Short exercise =
All entries must be extracted exactly, with nothing added or dropped.

[Items from a dataset]

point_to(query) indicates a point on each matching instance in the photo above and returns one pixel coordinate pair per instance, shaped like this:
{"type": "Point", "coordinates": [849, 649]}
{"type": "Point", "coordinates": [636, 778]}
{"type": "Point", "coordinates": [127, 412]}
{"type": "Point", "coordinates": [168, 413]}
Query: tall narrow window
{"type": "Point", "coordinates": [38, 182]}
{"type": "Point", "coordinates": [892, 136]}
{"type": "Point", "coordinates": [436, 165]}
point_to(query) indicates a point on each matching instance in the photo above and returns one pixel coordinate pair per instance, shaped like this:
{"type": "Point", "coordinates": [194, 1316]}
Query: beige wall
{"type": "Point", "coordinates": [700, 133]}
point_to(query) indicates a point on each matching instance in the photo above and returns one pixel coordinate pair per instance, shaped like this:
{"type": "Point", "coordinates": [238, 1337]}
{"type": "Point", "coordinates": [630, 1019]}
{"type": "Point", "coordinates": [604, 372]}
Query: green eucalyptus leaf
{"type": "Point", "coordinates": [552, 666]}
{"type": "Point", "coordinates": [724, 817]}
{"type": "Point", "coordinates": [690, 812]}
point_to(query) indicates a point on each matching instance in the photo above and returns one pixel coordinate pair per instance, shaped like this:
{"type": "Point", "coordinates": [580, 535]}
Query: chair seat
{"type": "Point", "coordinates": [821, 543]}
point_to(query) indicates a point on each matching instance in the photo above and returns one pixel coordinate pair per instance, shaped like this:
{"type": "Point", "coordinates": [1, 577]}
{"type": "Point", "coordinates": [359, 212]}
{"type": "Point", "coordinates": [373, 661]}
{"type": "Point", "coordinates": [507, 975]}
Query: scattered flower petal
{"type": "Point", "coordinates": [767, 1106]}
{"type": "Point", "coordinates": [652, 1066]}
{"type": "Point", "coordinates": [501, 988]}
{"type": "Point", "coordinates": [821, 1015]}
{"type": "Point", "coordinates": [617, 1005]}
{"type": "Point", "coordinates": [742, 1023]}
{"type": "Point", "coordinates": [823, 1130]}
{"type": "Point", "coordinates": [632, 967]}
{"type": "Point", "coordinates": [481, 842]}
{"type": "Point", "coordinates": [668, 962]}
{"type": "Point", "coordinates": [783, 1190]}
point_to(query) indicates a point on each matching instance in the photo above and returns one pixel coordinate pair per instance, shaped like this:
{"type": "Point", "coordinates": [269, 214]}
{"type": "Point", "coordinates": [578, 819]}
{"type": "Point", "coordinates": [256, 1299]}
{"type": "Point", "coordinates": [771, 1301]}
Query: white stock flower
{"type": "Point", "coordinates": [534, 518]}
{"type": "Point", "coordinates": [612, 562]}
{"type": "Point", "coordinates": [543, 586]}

Result of this task =
point_to(query) indicates a point on each matching instance in the photo above and returns one pixel coordinate pair per instance, shaped like this:
{"type": "Point", "coordinates": [849, 649]}
{"type": "Point", "coordinates": [636, 778]}
{"type": "Point", "coordinates": [127, 412]}
{"type": "Point", "coordinates": [168, 413]}
Query: tall narrow window
{"type": "Point", "coordinates": [38, 182]}
{"type": "Point", "coordinates": [892, 136]}
{"type": "Point", "coordinates": [436, 165]}
point_to(query) indicates a point on each matching instance in the photo above and returns one pixel coordinate pair per instance, shaped like this:
{"type": "Point", "coordinates": [194, 1316]}
Query: beige wall
{"type": "Point", "coordinates": [700, 133]}
point_to(query) indicates a point on each matching instance in the photo above and returns one pixel coordinate pair per instance, shaped like this:
{"type": "Point", "coordinates": [238, 1337]}
{"type": "Point", "coordinates": [630, 1019]}
{"type": "Point", "coordinates": [604, 372]}
Query: green eucalyptus leaf
{"type": "Point", "coordinates": [552, 666]}
{"type": "Point", "coordinates": [724, 817]}
{"type": "Point", "coordinates": [690, 812]}
point_to(query) indicates a point on each matching instance in the photo above and returns one pixel coordinate pair per instance, shaped like this:
{"type": "Point", "coordinates": [580, 535]}
Query: chair seat
{"type": "Point", "coordinates": [821, 543]}
point_to(query) indicates a point on each matching instance in the photo above and returns one pixel coordinate pair per instance, shaped like this:
{"type": "Point", "coordinates": [1, 577]}
{"type": "Point", "coordinates": [359, 212]}
{"type": "Point", "coordinates": [373, 661]}
{"type": "Point", "coordinates": [507, 975]}
Query: scattered flower petal
{"type": "Point", "coordinates": [767, 1106]}
{"type": "Point", "coordinates": [652, 1066]}
{"type": "Point", "coordinates": [501, 988]}
{"type": "Point", "coordinates": [821, 1015]}
{"type": "Point", "coordinates": [617, 1005]}
{"type": "Point", "coordinates": [742, 1023]}
{"type": "Point", "coordinates": [823, 1130]}
{"type": "Point", "coordinates": [632, 967]}
{"type": "Point", "coordinates": [481, 842]}
{"type": "Point", "coordinates": [668, 962]}
{"type": "Point", "coordinates": [783, 1190]}
point_to(query) indicates a point on each matching instance in the photo above and returns one pixel coordinate pair per instance, shaped like this:
{"type": "Point", "coordinates": [269, 214]}
{"type": "Point", "coordinates": [578, 819]}
{"type": "Point", "coordinates": [256, 1299]}
{"type": "Point", "coordinates": [771, 1301]}
Query: white stock flower
{"type": "Point", "coordinates": [534, 518]}
{"type": "Point", "coordinates": [612, 562]}
{"type": "Point", "coordinates": [543, 586]}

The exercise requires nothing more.